### RECORDS SHOWN
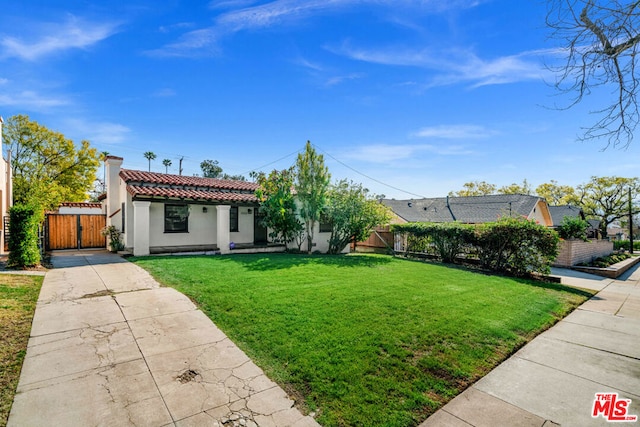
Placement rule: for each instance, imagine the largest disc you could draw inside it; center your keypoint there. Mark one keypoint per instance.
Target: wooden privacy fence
(381, 240)
(66, 231)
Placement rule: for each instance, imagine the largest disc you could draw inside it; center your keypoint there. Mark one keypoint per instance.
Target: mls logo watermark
(611, 408)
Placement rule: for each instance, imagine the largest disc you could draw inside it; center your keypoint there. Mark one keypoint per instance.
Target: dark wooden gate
(69, 231)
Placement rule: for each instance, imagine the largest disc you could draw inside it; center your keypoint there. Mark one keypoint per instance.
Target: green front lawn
(366, 340)
(18, 296)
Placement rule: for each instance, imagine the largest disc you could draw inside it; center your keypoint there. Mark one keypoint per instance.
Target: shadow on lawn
(264, 262)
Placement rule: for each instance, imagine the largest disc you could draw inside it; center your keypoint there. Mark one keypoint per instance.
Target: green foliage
(278, 206)
(353, 214)
(150, 155)
(210, 168)
(517, 246)
(606, 199)
(447, 240)
(47, 167)
(624, 245)
(311, 185)
(573, 228)
(23, 236)
(115, 237)
(524, 188)
(366, 340)
(558, 195)
(475, 188)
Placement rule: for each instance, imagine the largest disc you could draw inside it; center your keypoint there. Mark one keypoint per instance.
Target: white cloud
(164, 93)
(30, 100)
(99, 132)
(340, 79)
(455, 66)
(72, 34)
(454, 132)
(385, 153)
(243, 15)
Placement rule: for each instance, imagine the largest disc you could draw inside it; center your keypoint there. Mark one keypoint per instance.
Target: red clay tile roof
(130, 176)
(178, 193)
(160, 185)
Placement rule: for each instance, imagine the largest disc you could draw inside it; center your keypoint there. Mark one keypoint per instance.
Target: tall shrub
(446, 240)
(517, 246)
(23, 236)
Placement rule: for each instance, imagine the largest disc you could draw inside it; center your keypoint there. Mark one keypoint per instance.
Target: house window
(176, 218)
(325, 224)
(233, 219)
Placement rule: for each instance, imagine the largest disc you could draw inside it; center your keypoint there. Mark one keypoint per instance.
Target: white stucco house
(165, 213)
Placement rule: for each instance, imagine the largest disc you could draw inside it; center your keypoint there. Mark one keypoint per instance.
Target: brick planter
(573, 252)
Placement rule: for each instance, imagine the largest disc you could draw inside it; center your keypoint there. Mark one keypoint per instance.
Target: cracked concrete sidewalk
(553, 379)
(109, 347)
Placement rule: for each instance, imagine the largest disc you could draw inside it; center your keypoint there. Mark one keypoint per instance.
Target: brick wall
(573, 252)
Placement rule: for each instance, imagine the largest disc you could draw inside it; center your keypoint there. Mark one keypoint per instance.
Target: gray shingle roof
(471, 210)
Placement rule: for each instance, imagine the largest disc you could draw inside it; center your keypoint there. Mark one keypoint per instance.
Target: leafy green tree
(558, 195)
(47, 167)
(210, 169)
(166, 163)
(353, 214)
(150, 155)
(606, 199)
(524, 188)
(277, 204)
(475, 188)
(311, 185)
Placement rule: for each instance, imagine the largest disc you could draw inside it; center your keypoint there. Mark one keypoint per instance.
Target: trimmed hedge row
(511, 245)
(23, 236)
(624, 245)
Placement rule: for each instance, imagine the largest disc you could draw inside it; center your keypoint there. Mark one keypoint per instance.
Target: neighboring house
(559, 213)
(6, 194)
(471, 210)
(163, 213)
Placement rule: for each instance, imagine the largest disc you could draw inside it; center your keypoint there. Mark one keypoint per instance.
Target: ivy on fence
(512, 245)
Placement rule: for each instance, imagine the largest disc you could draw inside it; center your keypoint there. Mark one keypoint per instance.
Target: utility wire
(367, 176)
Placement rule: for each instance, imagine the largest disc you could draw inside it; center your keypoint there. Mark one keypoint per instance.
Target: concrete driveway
(110, 347)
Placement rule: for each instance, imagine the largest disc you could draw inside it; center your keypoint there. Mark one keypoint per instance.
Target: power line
(367, 176)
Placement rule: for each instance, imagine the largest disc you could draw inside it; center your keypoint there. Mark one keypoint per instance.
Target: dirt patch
(187, 376)
(104, 293)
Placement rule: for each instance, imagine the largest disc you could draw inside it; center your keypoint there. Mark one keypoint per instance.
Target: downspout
(450, 211)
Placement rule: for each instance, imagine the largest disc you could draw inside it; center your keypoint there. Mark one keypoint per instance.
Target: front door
(259, 230)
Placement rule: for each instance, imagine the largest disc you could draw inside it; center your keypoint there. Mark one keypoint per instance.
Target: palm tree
(166, 163)
(150, 155)
(103, 157)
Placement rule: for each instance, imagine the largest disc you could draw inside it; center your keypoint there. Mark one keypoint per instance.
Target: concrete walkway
(109, 347)
(553, 379)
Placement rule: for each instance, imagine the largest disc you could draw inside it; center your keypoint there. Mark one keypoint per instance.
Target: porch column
(222, 228)
(141, 228)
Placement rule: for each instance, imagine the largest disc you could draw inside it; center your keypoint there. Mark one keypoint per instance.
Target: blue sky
(420, 96)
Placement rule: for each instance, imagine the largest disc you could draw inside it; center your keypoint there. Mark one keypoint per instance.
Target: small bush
(115, 237)
(23, 236)
(445, 240)
(517, 246)
(573, 228)
(624, 245)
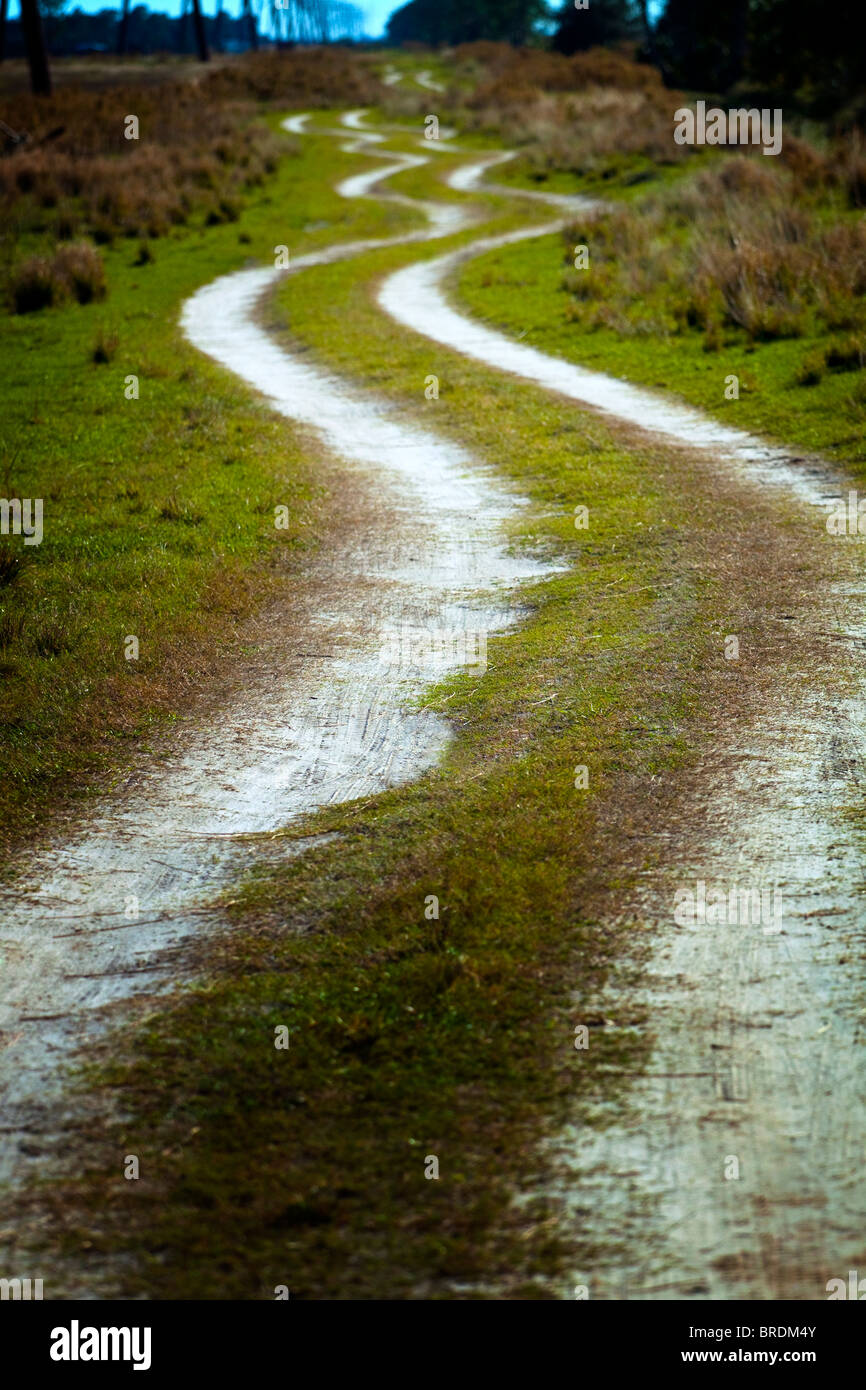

### WRITTEN INSTRUCTION
List each line of the records above that contains the string "front", matching case exactly.

### FINAL RESULT
Target: green front lawn
Target: front door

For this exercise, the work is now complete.